- **SELECTED TEXT**:
## BEGIN

# Deployment Insights: Access via Trino

The easy way to access the deployment access database is through this notebook that connects to the Trino instance hosted in AWS. Please update the first cell with appropriate config details.

# Trino Setup
For the SQL queries to exexute in this notebook, you must have a Trino server running, connected to the Aerospike database via the Aerospike Trino Connector. 

Set the following Trino server parameters.

In [11]:
TRINO_IP = "<IP>"
TRINO_PORT = "<port>"
TRINO_USER = "<user>"
TRINO_PASSWORD = "<password>"

## Install Trino Client

In [4]:
%%sh
wget -nc -nv https://repo1.maven.org/maven2/io/trino/trino-cli/379/trino-cli-379-executable.jar
mv trino-cli-379-executable.jar trino
chmod +x trino

2022-05-06 00:23:01 URL:https://repo1.maven.org/maven2/io/trino/trino-cli/379/trino-cli-379-executable.jar [10238827/10238827] -> "trino-cli-379-executable.jar" [1]


## Trino Command
Define the environment variable for short form of the Trino command.

## END

- **RECORD EXCERPTS**:
## BEGIN

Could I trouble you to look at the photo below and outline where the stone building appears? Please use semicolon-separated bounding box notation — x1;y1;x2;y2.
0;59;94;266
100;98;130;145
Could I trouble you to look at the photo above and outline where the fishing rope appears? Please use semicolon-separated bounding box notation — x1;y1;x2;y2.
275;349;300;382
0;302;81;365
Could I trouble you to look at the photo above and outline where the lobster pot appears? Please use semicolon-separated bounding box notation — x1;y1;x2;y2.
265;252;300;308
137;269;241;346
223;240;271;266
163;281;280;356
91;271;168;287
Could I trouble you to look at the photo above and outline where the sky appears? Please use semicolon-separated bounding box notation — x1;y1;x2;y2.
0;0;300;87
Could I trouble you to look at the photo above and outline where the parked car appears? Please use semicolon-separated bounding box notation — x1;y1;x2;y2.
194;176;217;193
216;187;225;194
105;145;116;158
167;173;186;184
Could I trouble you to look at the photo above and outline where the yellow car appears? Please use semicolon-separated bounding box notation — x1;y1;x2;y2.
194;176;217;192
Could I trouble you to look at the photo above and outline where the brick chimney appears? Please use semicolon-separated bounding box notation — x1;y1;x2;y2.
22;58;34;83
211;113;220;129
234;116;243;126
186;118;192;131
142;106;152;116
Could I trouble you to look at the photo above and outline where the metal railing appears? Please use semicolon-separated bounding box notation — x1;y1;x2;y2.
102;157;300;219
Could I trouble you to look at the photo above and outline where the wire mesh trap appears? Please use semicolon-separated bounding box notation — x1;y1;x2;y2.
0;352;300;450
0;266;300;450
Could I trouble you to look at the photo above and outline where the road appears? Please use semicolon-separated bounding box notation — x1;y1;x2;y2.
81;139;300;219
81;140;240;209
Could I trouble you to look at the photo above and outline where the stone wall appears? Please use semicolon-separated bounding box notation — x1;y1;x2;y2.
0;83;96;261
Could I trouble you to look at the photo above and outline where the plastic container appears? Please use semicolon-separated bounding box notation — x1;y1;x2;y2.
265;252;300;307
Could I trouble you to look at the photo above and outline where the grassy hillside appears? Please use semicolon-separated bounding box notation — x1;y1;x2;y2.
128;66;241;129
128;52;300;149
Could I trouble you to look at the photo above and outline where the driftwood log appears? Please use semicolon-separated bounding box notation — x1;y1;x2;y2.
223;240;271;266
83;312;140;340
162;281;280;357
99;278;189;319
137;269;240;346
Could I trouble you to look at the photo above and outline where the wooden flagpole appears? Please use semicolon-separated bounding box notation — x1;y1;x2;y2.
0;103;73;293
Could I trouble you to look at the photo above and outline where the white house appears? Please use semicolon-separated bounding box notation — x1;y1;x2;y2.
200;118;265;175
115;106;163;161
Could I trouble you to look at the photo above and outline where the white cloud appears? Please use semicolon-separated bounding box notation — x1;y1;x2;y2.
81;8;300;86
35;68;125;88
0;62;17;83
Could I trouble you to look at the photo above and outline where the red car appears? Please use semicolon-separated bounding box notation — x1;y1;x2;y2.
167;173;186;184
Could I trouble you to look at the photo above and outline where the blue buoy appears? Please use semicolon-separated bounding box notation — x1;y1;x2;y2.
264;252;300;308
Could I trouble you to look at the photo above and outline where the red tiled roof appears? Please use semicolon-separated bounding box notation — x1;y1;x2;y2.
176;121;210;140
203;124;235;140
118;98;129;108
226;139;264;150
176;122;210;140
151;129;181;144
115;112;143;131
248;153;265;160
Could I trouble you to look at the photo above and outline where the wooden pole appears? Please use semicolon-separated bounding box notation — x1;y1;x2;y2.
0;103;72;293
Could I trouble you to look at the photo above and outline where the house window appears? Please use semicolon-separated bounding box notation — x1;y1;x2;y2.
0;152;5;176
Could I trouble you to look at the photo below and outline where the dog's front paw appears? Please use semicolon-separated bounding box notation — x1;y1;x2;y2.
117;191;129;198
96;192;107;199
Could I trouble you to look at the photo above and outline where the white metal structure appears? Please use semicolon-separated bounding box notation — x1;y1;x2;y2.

## END

- **AIM 1**:
Answer these questions about the Trino page:
(a) Where is the Trino instance hosted?
(b) What connects the Trino server to the Aerospike database?
(c) Which version of the Trino CLI does the install step download?
- **AIM 2**: Shift the bounding box coordinates in the listing by adding 95 to every number, and write out those lines again with their requests. Begin at the line of the listing that has "where the road", stop after the line that has "0;83;96;261", and give only those lines.
The Trino page and the listing are separate material.

- **COMPLETE RESPONSE 1**:
(a) In AWS.
(b) The Aerospike Trino Connector.
(c) Version 379.

- **COMPLETE RESPONSE 2**:
Could I trouble you to look at the photo above and outline where the road appears? Please use semicolon-separated bounding box notation — x1;y1;x2;y2.
176;234;395;314
176;235;335;304
Could I trouble you to look at the photo above and outline where the stone wall appears? Please use semicolon-separated bounding box notation — x1;y1;x2;y2.
95;178;191;356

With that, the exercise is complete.